Problem to solve - Arrange the lines of the data below as a JSON list of strings, one string per line, starting at the first line and ending at the line that contains "column 261, row 680", with both of those lines included. Include only those lines and leave out any blank ones.

Excerpt from a dataset:
[Begin]
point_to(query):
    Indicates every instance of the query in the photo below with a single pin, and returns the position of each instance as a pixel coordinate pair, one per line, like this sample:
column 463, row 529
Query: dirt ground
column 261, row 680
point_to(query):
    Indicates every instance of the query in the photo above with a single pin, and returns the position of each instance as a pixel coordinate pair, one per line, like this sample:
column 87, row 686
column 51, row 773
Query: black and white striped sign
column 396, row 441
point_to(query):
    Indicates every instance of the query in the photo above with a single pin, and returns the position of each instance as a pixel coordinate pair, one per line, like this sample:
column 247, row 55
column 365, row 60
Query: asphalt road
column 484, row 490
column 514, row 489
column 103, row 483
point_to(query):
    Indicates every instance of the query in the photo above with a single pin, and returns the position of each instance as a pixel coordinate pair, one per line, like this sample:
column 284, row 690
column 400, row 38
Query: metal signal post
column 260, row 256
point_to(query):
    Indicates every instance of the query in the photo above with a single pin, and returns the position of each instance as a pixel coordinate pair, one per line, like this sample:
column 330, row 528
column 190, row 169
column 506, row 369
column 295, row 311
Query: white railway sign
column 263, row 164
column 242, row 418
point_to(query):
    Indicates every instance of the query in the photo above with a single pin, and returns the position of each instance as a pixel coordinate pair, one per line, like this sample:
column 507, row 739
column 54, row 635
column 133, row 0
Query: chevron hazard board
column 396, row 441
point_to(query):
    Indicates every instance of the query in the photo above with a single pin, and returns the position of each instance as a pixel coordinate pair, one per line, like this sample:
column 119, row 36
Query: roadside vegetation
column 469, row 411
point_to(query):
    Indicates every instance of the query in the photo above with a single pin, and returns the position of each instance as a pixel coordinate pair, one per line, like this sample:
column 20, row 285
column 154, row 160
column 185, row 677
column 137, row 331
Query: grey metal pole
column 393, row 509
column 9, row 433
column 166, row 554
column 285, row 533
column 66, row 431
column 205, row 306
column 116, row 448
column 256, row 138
[End]
Answer -
[
  "point_to(query):",
  "    Indicates every instance of the query in the photo below with a single pin, and returns the position of each instance as a pixel coordinate pair, one per line, like this sample:",
  "column 463, row 529",
  "Query: dirt ground",
  "column 261, row 680"
]